──────── PROVIDED INFORMATION
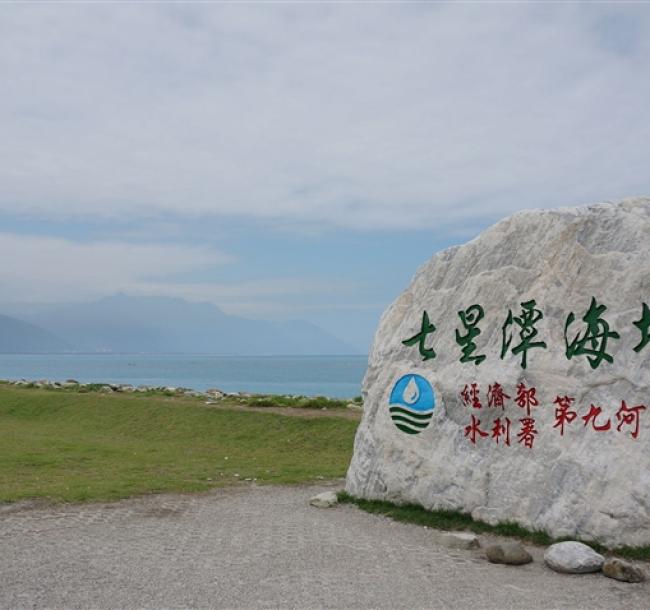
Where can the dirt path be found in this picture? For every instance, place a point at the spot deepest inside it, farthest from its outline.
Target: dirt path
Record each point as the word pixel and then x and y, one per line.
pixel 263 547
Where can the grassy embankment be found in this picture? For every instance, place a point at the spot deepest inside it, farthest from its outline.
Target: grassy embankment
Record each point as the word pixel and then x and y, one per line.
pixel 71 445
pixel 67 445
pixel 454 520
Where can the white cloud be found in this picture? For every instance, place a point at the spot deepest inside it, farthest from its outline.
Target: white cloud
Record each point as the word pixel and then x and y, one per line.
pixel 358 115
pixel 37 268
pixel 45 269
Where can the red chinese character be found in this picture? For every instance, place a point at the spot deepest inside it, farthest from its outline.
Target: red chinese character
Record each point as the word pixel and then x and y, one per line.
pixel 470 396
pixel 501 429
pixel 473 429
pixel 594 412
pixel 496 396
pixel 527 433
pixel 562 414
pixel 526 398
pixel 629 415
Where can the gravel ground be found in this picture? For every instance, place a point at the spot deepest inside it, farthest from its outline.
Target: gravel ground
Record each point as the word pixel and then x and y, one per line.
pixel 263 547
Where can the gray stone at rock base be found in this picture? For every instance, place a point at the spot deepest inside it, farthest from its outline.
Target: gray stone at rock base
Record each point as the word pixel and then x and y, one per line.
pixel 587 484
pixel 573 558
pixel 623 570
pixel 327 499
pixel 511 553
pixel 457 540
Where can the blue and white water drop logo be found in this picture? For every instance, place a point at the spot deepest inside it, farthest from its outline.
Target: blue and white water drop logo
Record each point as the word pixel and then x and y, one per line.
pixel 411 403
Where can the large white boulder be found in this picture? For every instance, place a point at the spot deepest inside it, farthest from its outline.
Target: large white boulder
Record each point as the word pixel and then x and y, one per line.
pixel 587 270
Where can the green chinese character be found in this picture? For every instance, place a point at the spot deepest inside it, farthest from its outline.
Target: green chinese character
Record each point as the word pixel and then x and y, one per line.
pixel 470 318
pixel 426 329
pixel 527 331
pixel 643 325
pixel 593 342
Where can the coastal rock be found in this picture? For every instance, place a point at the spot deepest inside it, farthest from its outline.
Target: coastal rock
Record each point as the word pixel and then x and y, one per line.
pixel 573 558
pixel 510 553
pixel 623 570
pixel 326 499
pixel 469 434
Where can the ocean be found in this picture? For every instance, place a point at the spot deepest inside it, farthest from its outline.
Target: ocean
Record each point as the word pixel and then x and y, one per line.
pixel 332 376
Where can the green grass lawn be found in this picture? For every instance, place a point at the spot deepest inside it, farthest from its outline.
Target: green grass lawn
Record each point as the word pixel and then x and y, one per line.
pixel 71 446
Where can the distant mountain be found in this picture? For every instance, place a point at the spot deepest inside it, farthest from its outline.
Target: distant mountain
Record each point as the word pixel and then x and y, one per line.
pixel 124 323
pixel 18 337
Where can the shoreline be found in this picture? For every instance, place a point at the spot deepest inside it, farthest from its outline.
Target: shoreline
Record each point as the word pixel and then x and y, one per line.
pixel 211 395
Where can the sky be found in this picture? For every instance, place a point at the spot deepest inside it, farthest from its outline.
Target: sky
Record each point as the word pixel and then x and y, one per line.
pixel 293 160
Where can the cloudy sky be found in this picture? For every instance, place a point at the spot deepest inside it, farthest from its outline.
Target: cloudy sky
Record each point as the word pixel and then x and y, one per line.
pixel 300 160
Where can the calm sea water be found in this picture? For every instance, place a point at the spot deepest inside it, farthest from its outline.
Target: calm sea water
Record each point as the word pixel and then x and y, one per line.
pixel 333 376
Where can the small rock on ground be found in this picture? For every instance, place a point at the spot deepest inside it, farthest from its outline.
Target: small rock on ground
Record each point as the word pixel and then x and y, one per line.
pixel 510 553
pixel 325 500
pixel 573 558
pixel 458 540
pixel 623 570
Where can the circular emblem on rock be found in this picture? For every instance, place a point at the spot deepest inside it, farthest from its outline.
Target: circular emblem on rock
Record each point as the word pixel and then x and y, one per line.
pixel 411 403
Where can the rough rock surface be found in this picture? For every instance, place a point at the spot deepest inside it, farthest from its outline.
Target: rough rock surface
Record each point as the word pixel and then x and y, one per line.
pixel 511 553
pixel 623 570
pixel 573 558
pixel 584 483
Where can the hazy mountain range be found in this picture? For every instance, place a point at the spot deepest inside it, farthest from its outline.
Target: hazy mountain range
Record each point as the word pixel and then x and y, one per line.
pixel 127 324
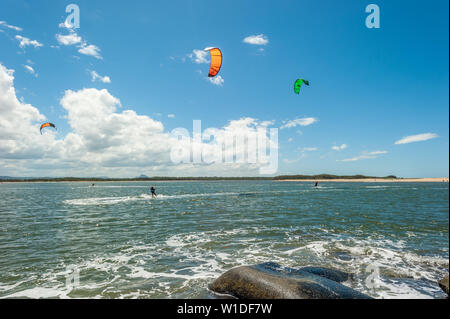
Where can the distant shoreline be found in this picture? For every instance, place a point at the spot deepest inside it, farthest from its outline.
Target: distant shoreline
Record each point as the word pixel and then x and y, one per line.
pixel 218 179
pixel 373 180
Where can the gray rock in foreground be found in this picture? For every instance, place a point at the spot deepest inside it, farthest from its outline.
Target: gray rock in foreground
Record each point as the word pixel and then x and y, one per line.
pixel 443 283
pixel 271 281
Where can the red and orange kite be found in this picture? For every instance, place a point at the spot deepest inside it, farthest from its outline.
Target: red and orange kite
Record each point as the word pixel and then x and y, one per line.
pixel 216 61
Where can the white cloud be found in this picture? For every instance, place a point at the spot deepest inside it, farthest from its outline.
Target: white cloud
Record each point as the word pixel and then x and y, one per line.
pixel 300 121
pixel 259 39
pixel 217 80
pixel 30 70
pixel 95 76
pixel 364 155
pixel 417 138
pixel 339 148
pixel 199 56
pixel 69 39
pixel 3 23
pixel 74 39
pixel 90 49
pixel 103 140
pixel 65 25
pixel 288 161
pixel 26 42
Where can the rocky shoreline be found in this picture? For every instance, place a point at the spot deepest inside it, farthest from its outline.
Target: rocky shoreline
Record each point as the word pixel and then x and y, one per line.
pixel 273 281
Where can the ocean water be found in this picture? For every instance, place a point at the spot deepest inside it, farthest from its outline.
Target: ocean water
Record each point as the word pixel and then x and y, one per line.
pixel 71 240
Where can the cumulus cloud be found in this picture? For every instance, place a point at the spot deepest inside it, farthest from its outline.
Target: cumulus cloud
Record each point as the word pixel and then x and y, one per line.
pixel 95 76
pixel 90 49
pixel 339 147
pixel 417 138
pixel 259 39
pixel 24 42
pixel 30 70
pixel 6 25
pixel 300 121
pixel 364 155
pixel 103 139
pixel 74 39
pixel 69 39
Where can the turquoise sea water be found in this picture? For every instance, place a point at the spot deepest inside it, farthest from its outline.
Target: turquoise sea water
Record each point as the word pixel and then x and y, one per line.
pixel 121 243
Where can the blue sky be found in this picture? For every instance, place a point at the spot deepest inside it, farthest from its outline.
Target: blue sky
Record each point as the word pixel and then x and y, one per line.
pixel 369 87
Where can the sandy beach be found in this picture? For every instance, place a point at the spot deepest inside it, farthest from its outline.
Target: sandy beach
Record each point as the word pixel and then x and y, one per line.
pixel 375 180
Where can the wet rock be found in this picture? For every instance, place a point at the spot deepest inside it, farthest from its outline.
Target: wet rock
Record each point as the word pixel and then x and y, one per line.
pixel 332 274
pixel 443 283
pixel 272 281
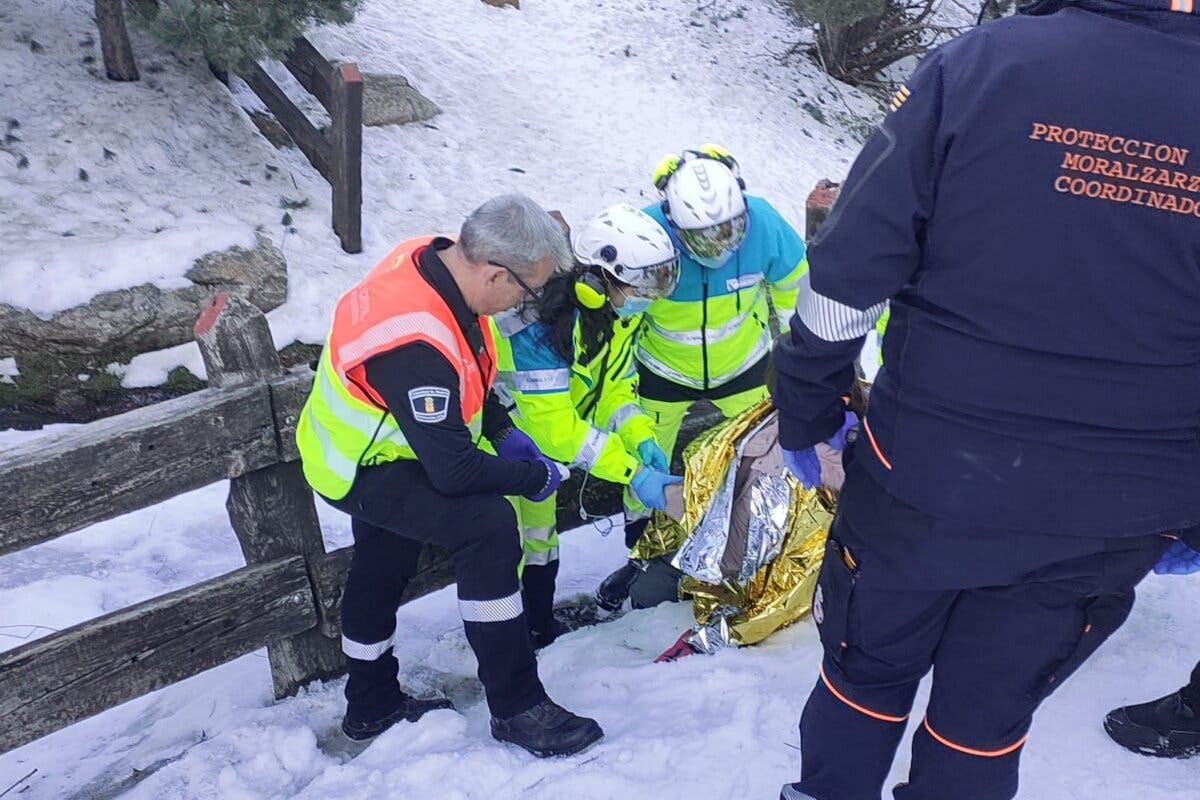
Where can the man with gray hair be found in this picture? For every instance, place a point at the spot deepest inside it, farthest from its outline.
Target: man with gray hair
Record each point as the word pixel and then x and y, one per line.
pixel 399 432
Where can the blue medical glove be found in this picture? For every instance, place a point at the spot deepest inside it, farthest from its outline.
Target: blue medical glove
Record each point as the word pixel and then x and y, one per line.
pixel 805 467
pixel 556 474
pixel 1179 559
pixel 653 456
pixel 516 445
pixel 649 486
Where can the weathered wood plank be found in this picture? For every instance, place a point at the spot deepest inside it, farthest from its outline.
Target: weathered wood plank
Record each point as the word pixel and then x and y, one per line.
────────────────
▸ **EXERCISE TASK**
Convert every line of the rows above into a numbered list, skipping blank lines and leaving the pictures out.

▸ **THE RESPONSE**
1. Where can the dirt path be found in this picture? For every instance, place a point at the spot deepest inside it, farthest from its outline.
2. Target: dirt path
3. Record each point as the word pixel and then x and y, one per line.
4. pixel 263 547
5. Where can the grassy embankment be found in this picture? For every instance, place a point at the spot deepest inside it, farthest from its outline.
6. Target: grassy embankment
7. Record each point as the word pixel and then x and y, one per line.
8. pixel 71 445
9. pixel 67 445
10. pixel 454 520
11. Where can the white cloud be found in this picture? For every instance, place a point at the spot deepest inside it, farthest from its outline.
12. Target: white cloud
13. Record each point as the word pixel and then x and y, one per line.
14. pixel 358 115
15. pixel 37 268
16. pixel 45 269
17. Where can the red chinese character be found in this picture? For every instance, place a point at the spot deepest inside it, farthest from its outline.
18. Target: red chinese character
19. Record each point as the word pixel and then x and y, one per line.
20. pixel 470 396
21. pixel 501 429
22. pixel 473 429
23. pixel 594 412
24. pixel 496 396
25. pixel 527 433
26. pixel 562 414
27. pixel 526 398
28. pixel 629 415
29. Where can the gravel ground be found in this picture? For every instance, place a point at the spot deepest inside it, farthest from its outline.
30. Target: gravel ground
31. Record each point as the word pixel and then x and y, one per line.
32. pixel 263 547
33. Where can the gray stone at rock base be found in this picture? For every instance, place a point at the spot deepest inside it, farthest from its outline.
34. Target: gray stone at rock base
35. Record each point as the word pixel and then x and y, one per line.
36. pixel 587 484
37. pixel 573 558
38. pixel 623 570
39. pixel 327 499
40. pixel 511 553
41. pixel 457 540
42. Where can the blue and white water drop logo be found in this picture? For every instance, place a point at the spot deepest inside it, farthest from its outline.
43. Target: blue and white water drop logo
44. Record each point as the word pixel and then x and y, one per line.
45. pixel 411 403
46. Where can the large white boulder be found in this picture? For every instance, place a point at the spot deepest inside it, farthest from its outline.
47. Target: large white boulder
48. Record each point as the word pixel and then x and y, one per line.
49. pixel 587 270
50. Where can the green chinese character be found in this picture? For every instance, place a point at the spot deepest inside it, farthest from its outline.
51. Target: green chinese character
52. Record each point as the word pixel and then x and y, one per line.
53. pixel 470 318
54. pixel 426 329
55. pixel 527 331
56. pixel 643 325
57. pixel 593 342
58. Where can the coastal rock be found in this picture? For every instance, place a point at the spot deepest inside it, farthest from its outline.
59. Target: coastal rock
60. Record each point as the word pixel and then x and y, one per line.
61. pixel 573 558
62. pixel 510 553
63. pixel 623 570
64. pixel 326 499
65. pixel 469 434
66. Where can the ocean be found in this picture? For every instance, place a point at the spot deepest inside it, farthest from its outline.
67. Target: ocean
68. Record each point as the word pixel and then x and y, one per line.
69. pixel 332 376
70. Where can the green grass lawn be found in this picture? For every instance, place a point at the spot deepest inside it, farthest from its outline.
71. Target: green grass lawn
72. Record each point as the word pixel and then x and y, one per line.
73. pixel 71 446
74. Where can the distant mountain be found in this picture? For every instance, place a point at the spot deepest inside it, farthest from its outline.
75. Target: distant mountain
76. Record each point as the word pixel and then x and y, one per line.
77. pixel 124 323
78. pixel 18 337
79. Where can the shoreline be found in this picture? For every instance, place a point at the spot deepest inside it, farthest from its outline.
80. Target: shoreline
81. Record each point as the word pixel and then x and y, one per line.
82. pixel 211 395
83. Where can the sky be found in this picture? For every instance, place a point at the spot deepest inside it, farthest from its outline.
84. Target: sky
85. Record each point as the word pixel and then x and y, one per line.
86. pixel 293 160
87. Where can the cloudy sky be found in this picture? For every instance, place a point at the spot deepest inside it, farthest from its outline.
88. Target: cloudy sky
89. Record each point as the word pixel and then x and y, one per line.
90. pixel 300 160
91. Where can the calm sea water be found in this picture? For every instance, place a point at the spot deepest inside it, farthest from its outline.
92. Target: calm sea water
93. Record each point as the word pixel and then x and y, one per line.
94. pixel 333 376
95. Where can the small rock on ground be found in this picture? For every instance, place a point at the spot deepest inside it, farthest from its outline.
96. Target: small rock on ground
97. Record each point as the word pixel and then x and y, one per line.
98. pixel 510 553
99. pixel 325 500
100. pixel 573 558
101. pixel 458 540
102. pixel 623 570
103. Where can the circular emblem on rock be found in this picture? For every instance, place a point at the spot deepest inside it, farthest from its outline.
104. Target: circular emblem on rock
105. Record each point as the word pixel and then x and y, one per line.
106. pixel 411 403
107. Where can the rough rock surface be found in this picture? For every instance, place a point at the spot deepest inside it, farthest from its outline.
108. Target: rough rock surface
109. Record each point as the word pixel and then x and y, one per line.
110. pixel 511 553
111. pixel 623 570
112. pixel 573 558
113. pixel 584 483
114. Where can the hazy mountain range be found in this picture? For every instance, place a point at the spot deepest inside it, farthest from its outline.
115. Target: hazy mountain range
116. Record each point as the word pixel and then x and y, one per line.
117. pixel 127 324
118. Where can the distant shoreline be found in this picture? For every instance, place a point at the spot deepest inside it, farthest from its outline.
119. Target: distant shoreline
120. Record each point as the word pixel and then x and y, one per line.
121. pixel 218 179
122. pixel 373 180
123. Where can the gray rock in foreground be found in this picture? For every instance, place a point at the spot deepest inside it, farthest from its outline.
124. Target: gray rock in foreground
125. Record each point as the word pixel and then x and y, one per line.
126. pixel 443 283
127. pixel 271 281
128. Where can the red and orange kite be found in this picture? For every instance, place a point at the spot deepest inside it, farthest from its outline.
129. Target: red and orange kite
130. Record each point as the word pixel and then x and y, one per line.
131. pixel 216 61
132. Where can the white cloud be found in this picture? For every instance, place a point at the spot deepest inside it, farthest from its outline.
133. Target: white cloud
134. Record each point as the word pixel and then x and y, one per line.
135. pixel 300 121
136. pixel 259 39
137. pixel 217 80
138. pixel 30 70
139. pixel 95 76
140. pixel 364 155
141. pixel 417 138
142. pixel 339 148
143. pixel 199 56
144. pixel 69 39
145. pixel 3 23
146. pixel 74 39
147. pixel 90 49
148. pixel 103 140
149. pixel 65 25
150. pixel 288 161
151. pixel 26 42
152. Where can the rocky shoreline be found in this picture? For every instance, place a point at the spot deepest inside it, farthest from its outline.
153. Target: rocky shoreline
154. Record each point as the word pixel and then x and y, one per line.
155. pixel 273 281
156. Where can the ocean water be found in this picture? For every instance, place a point at the spot deepest inside it, farthest from its outline.
157. Target: ocean water
158. Record each point as the word pixel and then x and y, one per line.
159. pixel 71 240
160. Where can the cumulus cloud be found in this picture? For every instance, place a point at the spot deepest inside it, farthest from its outline.
161. Target: cumulus cloud
162. Record each point as the word pixel and then x and y, one per line.
163. pixel 95 76
164. pixel 90 49
165. pixel 339 147
166. pixel 417 138
167. pixel 259 39
168. pixel 24 42
169. pixel 30 70
170. pixel 6 25
171. pixel 300 121
172. pixel 364 155
173. pixel 103 139
174. pixel 74 39
175. pixel 69 39
176. Where can the turquoise sea water be found in this picture? For every instance, place a point at the spot deepest inside it, farthest from its outline.
177. Target: turquoise sea water
178. Record each point as the word pixel and then x and y, one per line.
179. pixel 121 243
180. Where can the blue sky be found in this picture? For every instance, place a point at the spot deepest inside it, farthest from its outline.
181. Target: blue sky
182. Record each point as the word pixel and then x and y, one per line.
183. pixel 369 87
184. Where can the sandy beach be found in this picture? For every instance, place a point at the spot deepest inside it, farthest from its outline.
185. Target: sandy beach
186. Record each point as the word pixel and then x and y, one per line.
187. pixel 375 180
188. Where can the wet rock be found in this picture? For every instance, place a point at the spot deepest inside it, farthest from its outline.
189. Target: wet rock
190. Record each point as the word pixel and then x and y, one per line.
191. pixel 332 274
192. pixel 443 283
193. pixel 272 281
194. Where can the man with gray hair be found in this picture? For every instance, place a point at the spot deepest inside it, farthest from its outline.
195. Target: man with gray hair
196. Record each point as the word pixel and then x and y, one per line.
197. pixel 399 432
198. Where can the blue medical glove be found in this picture? For every instance, place a point at the spot deepest inside it, farthest from its outline.
199. Target: blue medical glove
200. Record each point as the word pixel and then x and y, one per line.
201. pixel 805 467
202. pixel 556 474
203. pixel 1179 559
204. pixel 653 456
205. pixel 516 445
206. pixel 649 486
207. Where can the weathered wood plank be found in this picture? For every instance, place a point at the spot deepest inside it, farthest from its outline.
208. Target: weathered wood plank
209. Record each point as the word pixel and then x and y, one per line.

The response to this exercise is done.